Task brief: Write out the whole listing again, exactly as given.

(Data records)
* Start *
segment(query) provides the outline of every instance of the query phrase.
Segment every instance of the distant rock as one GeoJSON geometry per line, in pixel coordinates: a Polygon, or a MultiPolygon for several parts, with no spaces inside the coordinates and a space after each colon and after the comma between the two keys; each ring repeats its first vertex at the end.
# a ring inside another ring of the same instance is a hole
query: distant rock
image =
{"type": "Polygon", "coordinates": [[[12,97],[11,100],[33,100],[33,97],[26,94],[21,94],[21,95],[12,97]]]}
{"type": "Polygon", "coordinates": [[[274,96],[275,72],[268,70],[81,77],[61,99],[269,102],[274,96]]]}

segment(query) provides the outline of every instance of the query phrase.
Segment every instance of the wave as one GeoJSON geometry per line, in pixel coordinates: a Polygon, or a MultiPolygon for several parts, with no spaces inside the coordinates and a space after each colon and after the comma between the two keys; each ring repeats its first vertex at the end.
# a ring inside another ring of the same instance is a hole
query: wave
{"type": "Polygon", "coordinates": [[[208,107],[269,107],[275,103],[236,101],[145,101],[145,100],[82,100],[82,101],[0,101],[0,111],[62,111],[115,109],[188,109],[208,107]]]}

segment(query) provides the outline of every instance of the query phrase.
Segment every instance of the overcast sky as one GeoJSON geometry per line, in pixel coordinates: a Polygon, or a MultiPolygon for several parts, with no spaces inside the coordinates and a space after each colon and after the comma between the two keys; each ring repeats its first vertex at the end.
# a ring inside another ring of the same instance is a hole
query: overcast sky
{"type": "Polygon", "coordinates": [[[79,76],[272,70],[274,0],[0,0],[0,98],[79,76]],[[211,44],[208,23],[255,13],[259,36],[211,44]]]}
* End *
Written solution:
segment(query) provides the outline of every instance of the query phrase.
Segment every instance of the distant rock as one GeoJSON geometry per line, in pixel coordinates: a Polygon, or a MultiPolygon for several parts, with no spaces inside the coordinates and a space after each colon and after the comma between the two keys; each ring repeats its first vertex at the end.
# a ring inside another ring of the same instance is a hole
query: distant rock
image =
{"type": "Polygon", "coordinates": [[[12,97],[11,100],[33,100],[33,97],[26,94],[21,94],[21,95],[12,97]]]}
{"type": "Polygon", "coordinates": [[[274,96],[275,72],[268,70],[81,77],[61,99],[269,102],[274,96]]]}

segment(query) provides the outline of every instance of the query phrase.
Segment every instance of the wave as one GeoJSON geometry per line, in pixel coordinates: a Polygon, or a MultiPolygon for several parts, with no spaces inside the coordinates and a space after each colon and after the comma between the two keys; each ring repeats its first vertex at the end.
# a ring inside another ring of the same instance is a hole
query: wave
{"type": "Polygon", "coordinates": [[[208,107],[269,107],[275,103],[236,101],[145,101],[145,100],[82,100],[82,101],[0,101],[0,111],[62,111],[115,109],[188,109],[208,107]]]}

segment(query) provides the outline of every instance of the query phrase.
Segment every instance of the overcast sky as one GeoJSON geometry per line, in pixel coordinates: a Polygon, or a MultiPolygon for several parts, with no spaces inside the coordinates and a space after each colon and after the comma between the two keys; each ring repeats its first vertex at the end.
# a ring inside another ring of the same instance is a hole
query: overcast sky
{"type": "Polygon", "coordinates": [[[79,76],[272,70],[274,0],[0,0],[0,98],[79,76]],[[211,44],[208,23],[255,13],[259,36],[211,44]]]}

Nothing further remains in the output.